▸ EXTRACTED TEXT

Bug 1729382

Summary:

"error: create archive failed: cpio: write failed - Cannot allocate memory" when writing rpms

Product:

[Fedora] Fedora

Reporter:

Dan Horák <dan>

Component:

rpm

Assignee:

Packaging Maintenance Team <packaging-team-maint>

Status:

CLOSED ERRATA

QA Contact:

Fedora Extras Quality Assurance <extras-qa>

Severity:

high

Docs Contact:

Priority:

high

Version:

rawhide

CC:

dj, fedora, fweimer, igor.raits, kevin, lslebodn, manisandro, mike, mjw, packaging-team-maint, pmatilai, pmoravco, rjones, vmukhame, yaneti

Target Milestone:

---

Keywords:

Triaged

Target Release:

---

Hardware:

i686

OS:

Unspecified

Whiteboard:

Fixed In Version:

rpm-4.15.0-0.rc1.1.fc31

Doc Type:

If docs needed, set a value

Doc Text:

Story Points:

---

Clone Of:

Environment:

Last Closed:

2019-09-10 01:20:55 UTC

Type:

Bug

Regression:

---

Mount Type:

---

Documentation:

---

CRM:

Verified Versions:

Category:

---

oVirt Team:

---

RHEL 7.3 requirements from Atomic Host:

Cloudforms Team:

---

Target Upstream Version:

Embargoed:

Attachments:

Description	Flags
root.log	none
build.log	none

Description Dan Horák 2019-07-12 07:25:39 UTC

Description of problem:
When building new collectd rpms in Rawhide I got the following error failing the build. Although per mock's log the resulting rpms were written out.

...
Provides: collectd-zookeeper-debuginfo = 5.9.0-1.fc31 collectd-zookeeper-debuginfo(x86-32) = 5.9.0-1.fc31 debuginfo(build-id) = 8537c07f73788f2dcd14367171c0eec9efc808d2
Requires(rpmlib): rpmlib(CompressedFileNames) <= 3.0.4-1 rpmlib(FileDigests) <= 4.6.0-1 rpmlib(PayloadFilesHavePrefix) <= 4.0-1
Recommends: collectd-debugsource(x86-32) = 5.9.0-1.fc31
Checking for unpackaged file(s): /usr/lib/rpm/check-files /builddir/build/BUILDROOT/collectd-5.9.0-1.fc31.i386
BUILDSTDERR: error: create archive failed: cpio: write failed - Cannot allocate memory
BUILDSTDERR: error: create archive failed: cpio: write failed - Cannot allocate memory
BUILDSTDERR: error: create archive failed: cpio: write failed - Cannot allocate memory
BUILDSTDERR: error: create archive failed: cpio: write failed - Cannot allocate memory
BUILDSTDERR: error: create archive failed: cpio: write failed - Cannot allocate memory
BUILDSTDERR: error: create archive failed: cpio: write failed - Cannot allocate memory
BUILDSTDERR: error: create archive failed: cpio: write failed - Cannot allocate memory
BUILDSTDERR: error: create archive failed: cpio: write failed - Cannot allocate memory
BUILDSTDERR: error: create archive failed: cpio: write failed - Cannot allocate memory
BUILDSTDERR: error: create archive failed: cpio: write failed - Cannot allocate memory
BUILDSTDERR: error: create archive failed: cpio: write failed - Cannot allocate memory
BUILDSTDERR: error: create archive failed: cpio: write failed - Cannot allocate memory
Wrote: /builddir/build/RPMS/collectd-drbd-5.9.0-1.fc31.i686.rpm
Wrote: /builddir/build/RPMS/collectd-gps-5.9.0-1.fc31.i686.rpm
Wrote: /builddir/build/RPMS/collectd-notify_email-5.9.0-1.fc31.i686.rpm
...

▸ REQUEST 1
Rewrite the bug report between "Description Dan Horák" and "were written out.", inclusive, putting "the build log" in place of "mock's log".
▸ REQUEST 2
According to the bug report, in which version is the problem fixed?
▸ REQUEST 3
In the bug report, list every RPM file path that the build output shows as written.

▸ INFORMATION GIVEN
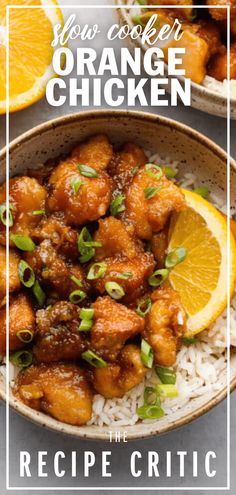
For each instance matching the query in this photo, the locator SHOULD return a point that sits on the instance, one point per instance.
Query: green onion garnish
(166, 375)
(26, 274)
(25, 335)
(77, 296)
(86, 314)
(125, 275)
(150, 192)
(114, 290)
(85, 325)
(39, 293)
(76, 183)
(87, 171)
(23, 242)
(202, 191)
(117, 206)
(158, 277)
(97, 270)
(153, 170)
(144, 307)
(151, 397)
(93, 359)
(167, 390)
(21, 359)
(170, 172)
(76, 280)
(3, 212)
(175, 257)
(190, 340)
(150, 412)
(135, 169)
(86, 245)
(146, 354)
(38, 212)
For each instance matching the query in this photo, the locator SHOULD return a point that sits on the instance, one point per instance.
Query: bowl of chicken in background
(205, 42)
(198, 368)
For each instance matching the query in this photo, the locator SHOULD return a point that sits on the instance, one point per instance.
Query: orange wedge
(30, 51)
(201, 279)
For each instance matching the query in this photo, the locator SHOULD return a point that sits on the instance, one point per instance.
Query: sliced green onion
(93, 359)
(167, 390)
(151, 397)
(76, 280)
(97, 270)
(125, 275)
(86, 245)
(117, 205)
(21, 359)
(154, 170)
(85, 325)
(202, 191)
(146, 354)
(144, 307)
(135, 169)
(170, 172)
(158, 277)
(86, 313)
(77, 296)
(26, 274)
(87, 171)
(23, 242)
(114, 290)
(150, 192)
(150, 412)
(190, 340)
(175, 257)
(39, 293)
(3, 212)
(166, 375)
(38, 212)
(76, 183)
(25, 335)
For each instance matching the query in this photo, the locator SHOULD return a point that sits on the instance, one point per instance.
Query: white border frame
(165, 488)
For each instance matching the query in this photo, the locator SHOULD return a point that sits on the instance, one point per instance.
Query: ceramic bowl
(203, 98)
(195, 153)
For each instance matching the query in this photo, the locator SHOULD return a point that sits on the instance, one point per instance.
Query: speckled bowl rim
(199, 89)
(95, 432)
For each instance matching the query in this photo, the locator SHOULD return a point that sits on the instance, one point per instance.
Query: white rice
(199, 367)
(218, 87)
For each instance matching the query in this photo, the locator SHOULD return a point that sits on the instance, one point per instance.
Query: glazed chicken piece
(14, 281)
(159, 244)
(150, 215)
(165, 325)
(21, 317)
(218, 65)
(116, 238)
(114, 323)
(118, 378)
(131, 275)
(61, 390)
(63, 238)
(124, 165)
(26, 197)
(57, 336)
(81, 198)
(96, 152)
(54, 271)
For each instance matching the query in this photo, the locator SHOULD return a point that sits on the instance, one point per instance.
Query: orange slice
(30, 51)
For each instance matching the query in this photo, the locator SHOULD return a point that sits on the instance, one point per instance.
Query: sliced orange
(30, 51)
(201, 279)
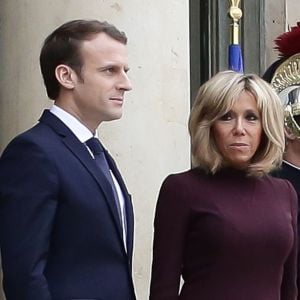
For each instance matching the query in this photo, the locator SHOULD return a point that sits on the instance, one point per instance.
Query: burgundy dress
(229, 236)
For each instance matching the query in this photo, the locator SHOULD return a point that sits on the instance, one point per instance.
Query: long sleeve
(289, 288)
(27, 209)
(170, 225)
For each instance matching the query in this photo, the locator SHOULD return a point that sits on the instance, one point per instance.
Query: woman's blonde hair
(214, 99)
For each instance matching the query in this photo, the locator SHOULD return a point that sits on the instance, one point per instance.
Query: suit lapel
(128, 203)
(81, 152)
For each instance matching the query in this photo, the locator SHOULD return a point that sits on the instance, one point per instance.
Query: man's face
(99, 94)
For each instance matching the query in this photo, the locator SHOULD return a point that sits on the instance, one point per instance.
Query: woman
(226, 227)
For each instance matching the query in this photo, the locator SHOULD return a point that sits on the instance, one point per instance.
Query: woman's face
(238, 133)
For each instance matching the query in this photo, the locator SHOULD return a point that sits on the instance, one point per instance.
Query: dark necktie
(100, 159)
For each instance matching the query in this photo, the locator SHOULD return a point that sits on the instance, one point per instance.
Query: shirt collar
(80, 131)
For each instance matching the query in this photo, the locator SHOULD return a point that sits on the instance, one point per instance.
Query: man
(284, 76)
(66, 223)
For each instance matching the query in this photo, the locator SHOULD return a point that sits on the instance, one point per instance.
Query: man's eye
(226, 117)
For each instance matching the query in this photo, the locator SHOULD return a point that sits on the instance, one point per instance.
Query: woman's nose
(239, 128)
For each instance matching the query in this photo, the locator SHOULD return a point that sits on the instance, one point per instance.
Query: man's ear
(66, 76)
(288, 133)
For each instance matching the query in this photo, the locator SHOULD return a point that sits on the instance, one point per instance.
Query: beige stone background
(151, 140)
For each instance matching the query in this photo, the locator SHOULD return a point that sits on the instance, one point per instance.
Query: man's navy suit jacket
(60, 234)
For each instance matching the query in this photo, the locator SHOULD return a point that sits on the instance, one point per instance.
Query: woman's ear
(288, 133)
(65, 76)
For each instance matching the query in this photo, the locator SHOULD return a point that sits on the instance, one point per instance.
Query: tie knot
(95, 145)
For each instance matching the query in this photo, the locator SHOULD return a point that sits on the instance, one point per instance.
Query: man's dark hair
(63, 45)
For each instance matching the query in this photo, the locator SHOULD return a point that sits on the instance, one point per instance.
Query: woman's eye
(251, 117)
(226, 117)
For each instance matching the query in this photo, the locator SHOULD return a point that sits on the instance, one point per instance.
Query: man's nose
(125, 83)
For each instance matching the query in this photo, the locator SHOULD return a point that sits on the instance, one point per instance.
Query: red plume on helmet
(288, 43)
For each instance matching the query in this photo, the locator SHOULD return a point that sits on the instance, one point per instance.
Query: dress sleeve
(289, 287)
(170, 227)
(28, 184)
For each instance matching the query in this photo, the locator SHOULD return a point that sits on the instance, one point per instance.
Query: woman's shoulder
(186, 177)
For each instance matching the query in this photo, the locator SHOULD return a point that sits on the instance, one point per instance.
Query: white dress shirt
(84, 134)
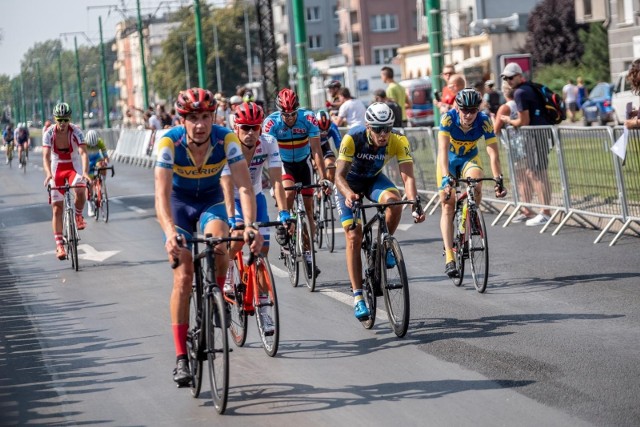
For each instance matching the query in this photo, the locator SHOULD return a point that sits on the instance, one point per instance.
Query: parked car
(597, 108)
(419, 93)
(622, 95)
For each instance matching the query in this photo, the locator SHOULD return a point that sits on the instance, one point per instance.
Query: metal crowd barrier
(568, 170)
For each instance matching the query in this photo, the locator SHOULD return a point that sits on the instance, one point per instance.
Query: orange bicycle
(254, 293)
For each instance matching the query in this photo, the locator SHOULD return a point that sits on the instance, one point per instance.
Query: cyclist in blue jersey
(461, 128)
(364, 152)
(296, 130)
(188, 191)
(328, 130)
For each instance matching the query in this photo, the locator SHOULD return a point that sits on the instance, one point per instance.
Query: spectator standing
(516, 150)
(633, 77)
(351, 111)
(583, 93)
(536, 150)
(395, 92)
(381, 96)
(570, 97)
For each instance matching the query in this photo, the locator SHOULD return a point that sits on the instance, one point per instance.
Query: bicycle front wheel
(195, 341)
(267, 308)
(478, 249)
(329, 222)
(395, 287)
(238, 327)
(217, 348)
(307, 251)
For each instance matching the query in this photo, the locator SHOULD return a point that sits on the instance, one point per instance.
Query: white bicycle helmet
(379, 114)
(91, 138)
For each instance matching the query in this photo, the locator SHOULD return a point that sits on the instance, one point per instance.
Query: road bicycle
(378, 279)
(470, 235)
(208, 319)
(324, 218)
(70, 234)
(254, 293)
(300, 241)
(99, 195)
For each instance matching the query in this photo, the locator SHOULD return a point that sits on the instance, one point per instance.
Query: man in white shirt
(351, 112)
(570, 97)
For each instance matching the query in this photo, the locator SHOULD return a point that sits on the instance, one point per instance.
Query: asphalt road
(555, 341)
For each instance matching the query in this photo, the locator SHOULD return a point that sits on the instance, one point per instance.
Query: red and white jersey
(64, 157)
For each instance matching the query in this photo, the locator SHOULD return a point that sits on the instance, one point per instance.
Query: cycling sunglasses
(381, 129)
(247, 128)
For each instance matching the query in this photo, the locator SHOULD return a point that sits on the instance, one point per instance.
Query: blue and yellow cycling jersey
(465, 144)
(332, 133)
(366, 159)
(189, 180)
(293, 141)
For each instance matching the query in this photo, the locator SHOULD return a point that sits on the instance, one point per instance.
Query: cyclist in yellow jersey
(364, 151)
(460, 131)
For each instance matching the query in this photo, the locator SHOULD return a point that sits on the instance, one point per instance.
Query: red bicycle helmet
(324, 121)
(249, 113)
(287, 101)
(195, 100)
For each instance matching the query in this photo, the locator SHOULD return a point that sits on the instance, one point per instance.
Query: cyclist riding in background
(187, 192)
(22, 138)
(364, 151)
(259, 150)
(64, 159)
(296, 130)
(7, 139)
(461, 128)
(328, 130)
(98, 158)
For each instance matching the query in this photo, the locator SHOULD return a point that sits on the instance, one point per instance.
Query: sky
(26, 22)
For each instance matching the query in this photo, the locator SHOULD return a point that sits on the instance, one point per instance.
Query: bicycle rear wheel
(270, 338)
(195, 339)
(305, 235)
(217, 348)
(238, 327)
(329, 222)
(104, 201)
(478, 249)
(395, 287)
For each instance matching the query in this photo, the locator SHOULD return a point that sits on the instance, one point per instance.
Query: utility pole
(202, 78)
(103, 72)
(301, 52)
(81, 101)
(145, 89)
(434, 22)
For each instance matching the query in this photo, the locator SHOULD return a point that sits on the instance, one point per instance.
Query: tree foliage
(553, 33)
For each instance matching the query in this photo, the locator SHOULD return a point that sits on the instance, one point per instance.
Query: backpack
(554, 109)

▸ RESPONSE 1
Description Dan Horák 2019-07-12 07:25:39 UTC

Description of problem:
When building new collectd rpms in Rawhide I got the following error failing the build. Although per the build log the resulting rpms were written out.

▸ RESPONSE 2
rpm-4.15.0-0.rc1.1.fc31

▸ RESPONSE 3
/builddir/build/RPMS/collectd-drbd-5.9.0-1.fc31.i686.rpm
/builddir/build/RPMS/collectd-gps-5.9.0-1.fc31.i686.rpm
/builddir/build/RPMS/collectd-notify_email-5.9.0-1.fc31.i686.rpm